:: Excerpt provided ::
* * * * *

Barnes Informational [Page 4] RFC 6394 DANE Use Cases October 2011

 Oscar:  An outsourcing provider that operates TLS-protected
    application services on behalf of customers.
 Trent:  A CA that issues certificates with domain names as
    identifiers, but is not generally well-known.
 These use cases are framed in terms of adding verification steps to
 TLS server identity checking on the part of application service
 clients.  In application services where the clients are also
 identified by domain names (e.g., Extensible Messaging and Presence
 Protocol (XMPP) server-to-server connections), the same
 considerations and use cases are applicable to the application
 server's checking of identities in TLS client certificates.

3.1. CA Constraints

 Alice runs a website on alice.example.com and has obtained a
 certificate from the well-known CA Charlie.  She is concerned that
 other well-known CAs might issue certificates for alice.example.com
 without her authorization, which clients would accept.  Alice would
 like to provide a mechanism for visitors to her site to know that
 they should expect alice.example.com to use a certificate issued
 under the CA that she uses (Charlie) and not another CA.  That is,
 Alice is recommending that the client verify that there is a valid
 certificate chain from the server certificate to Charlie before
 accepting the server certificate.  (For example, in the TLS
 handshake, the server might include Charlie's certificate in the
 server Certificate message's certificate_list structure [RFC5246]).
 When Bob connects to alice.example.com, he uses this mechanism to
 verify that the certificate presented by the server was issued under
 the proper CA, Charlie.  Bob also performs the normal PKIX validation
 procedure for this certificate, in particular verifying that the
 certificate chains to a trust anchor (possibly Charlie's CA, if Bob
 accepts Charlie's CA as a trust anchor).
 Alice may wish to provide similar information to an external CA
 operator, Charlie.  Prior to issuing a certificate for
 alice.example.com to someone claiming to be Alice, Charlie needs to
 verify that Alice is actually requesting a certificate.  Alice could
 indicate her preferred CA using DANE to CAs as well as relying
 parties.  Charlie could then check to see whether Alice said that her
 certificates should be issued by Charlie or another CA.  Note that
 this check does not guarantee that the precise entity requesting a
 certification from Charlie actually represents Alice -- only that
 Alice has authorized Charlie to issue certificates for her domain to
 properly authorized individuals.

* * * * *

:: Tasks ::
1. According to the DANE use-case excerpt, what kind of entity is Oscar?
2. Render this sentence from the DANE use-case excerpt in Spanish: "Charlie could then check to see whether Alice said that her certificates should be issued by Charlie or another CA."
3. Write the next part of the DANE use-case excerpt, picking up after its final sentence.

:: Raw data ::
* * * * *

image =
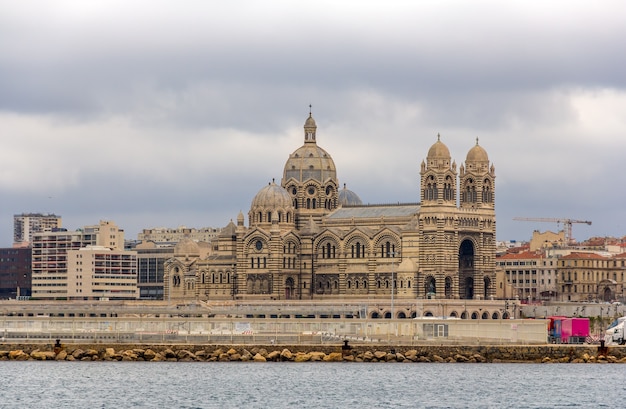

* * * * *

:: Expected responses ::
1. An outsourcing provider that operates TLS-protected application services on behalf of customers.

2. Charlie podría entonces comprobar si Alice indicó que sus certificados debían ser emitidos por Charlie o por otra CA.

3.
Barnes Informational [Page 5] RFC 6394 DANE Use Cases October 2011

 In principle, DANE information expressing CA constraints can be
 presented with or without DNSSEC protection.  Presenting DANE
 information without DNSSEC protection does not introduce any new
 vulnerabilities, but neither does it add much assurance.  Deletion of
 records removes the protection provided by this constraint, but the
 client is still protected by CA practices (as now).  Injected or
 modified false records are not useful unless the attacker can also
 obtain a certificate for the target domain.  Thus, in the worst case,
 tampering with these constraints increases the risk of false
 authentication to the level that is now standard.
 Using DANE information for CA constraints without DNSSEC provides a
 very small incremental security feature.  Many common attacks against
 TLS connections already require the attacker to inject false A or
 AAAA records in order to steer the victim client to the attacker's
 server.  An attacker that can already inject false DNS records can
 also provide fake DANE information (without DNSSEC) by simply
 spoofing the additional records required to carry the DANE
 information.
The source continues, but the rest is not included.